**Required action**
Reproduce each of the records below line for line, changing nothing.

BEGIN Extracted records

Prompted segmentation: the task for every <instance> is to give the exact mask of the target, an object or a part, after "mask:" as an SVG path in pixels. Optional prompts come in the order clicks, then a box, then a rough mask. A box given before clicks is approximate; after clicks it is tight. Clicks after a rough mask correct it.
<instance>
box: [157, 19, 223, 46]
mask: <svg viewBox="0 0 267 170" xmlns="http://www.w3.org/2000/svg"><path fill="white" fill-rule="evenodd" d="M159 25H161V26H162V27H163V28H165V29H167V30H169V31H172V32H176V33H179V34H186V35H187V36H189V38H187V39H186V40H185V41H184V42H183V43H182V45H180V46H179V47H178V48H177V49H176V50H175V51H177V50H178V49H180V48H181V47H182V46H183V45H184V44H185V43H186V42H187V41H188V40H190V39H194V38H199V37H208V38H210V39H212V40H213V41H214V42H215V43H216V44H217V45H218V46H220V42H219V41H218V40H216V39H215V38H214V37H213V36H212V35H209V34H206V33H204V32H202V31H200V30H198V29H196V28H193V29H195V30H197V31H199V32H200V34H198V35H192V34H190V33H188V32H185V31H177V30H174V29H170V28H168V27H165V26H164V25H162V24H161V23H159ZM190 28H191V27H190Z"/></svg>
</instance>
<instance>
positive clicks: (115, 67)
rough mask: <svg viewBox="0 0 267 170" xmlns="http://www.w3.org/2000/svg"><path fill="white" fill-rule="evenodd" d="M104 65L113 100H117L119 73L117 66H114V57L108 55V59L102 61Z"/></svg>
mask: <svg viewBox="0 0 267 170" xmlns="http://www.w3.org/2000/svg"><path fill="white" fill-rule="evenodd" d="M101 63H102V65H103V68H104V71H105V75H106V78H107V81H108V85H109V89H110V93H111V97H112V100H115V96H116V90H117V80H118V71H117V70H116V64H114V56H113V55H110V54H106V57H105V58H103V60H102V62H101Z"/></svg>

END Extracted records

**Output**
Prompted segmentation: the task for every <instance> is to give the exact mask of the target, an object or a part, after "mask:" as an SVG path in pixels. Optional prompts come in the order clicks, then a box, then a rough mask. A box given before clicks is approximate; after clicks it is tight. Clicks after a rough mask correct it.
<instance>
box: [157, 19, 223, 46]
mask: <svg viewBox="0 0 267 170" xmlns="http://www.w3.org/2000/svg"><path fill="white" fill-rule="evenodd" d="M159 25H161V26H162V27H163V28H165V29H167V30H169V31H172V32H176V33H179V34H186V35H187V36H189V38H187V39H186V40H185V41H184V42H183V43H182V45H180V46H179V47H178V48H177V49H176V50H175V51H177V50H178V49H180V48H181V47H182V46H183V45H184V44H185V43H186V42H187V41H188V40H190V39H194V38H199V37H208V38H210V39H212V40H213V41H214V42H215V43H216V44H217V45H218V46H220V42H219V41H218V40H216V39H215V38H214V37H213V36H212V35H209V34H206V33H204V32H202V31H200V30H198V29H196V28H193V29H195V30H197V31H199V32H200V34H198V35H192V34H190V33H188V32H185V31H177V30H174V29H170V28H168V27H165V26H164V25H162V24H161V23H159ZM190 28H191V27H190Z"/></svg>
</instance>
<instance>
positive clicks: (115, 67)
rough mask: <svg viewBox="0 0 267 170" xmlns="http://www.w3.org/2000/svg"><path fill="white" fill-rule="evenodd" d="M104 65L113 100H117L119 73L117 66H114V57L108 55V59L102 61Z"/></svg>
mask: <svg viewBox="0 0 267 170" xmlns="http://www.w3.org/2000/svg"><path fill="white" fill-rule="evenodd" d="M101 63H102V65H103V68H104V71H105V75H106V78H107V81H108V85H109V89H110V93H111V97H112V100H115V96H116V90H117V80H118V71H117V70H116V64H114V56H113V55H110V54H106V57H105V58H103V60H102V62H101Z"/></svg>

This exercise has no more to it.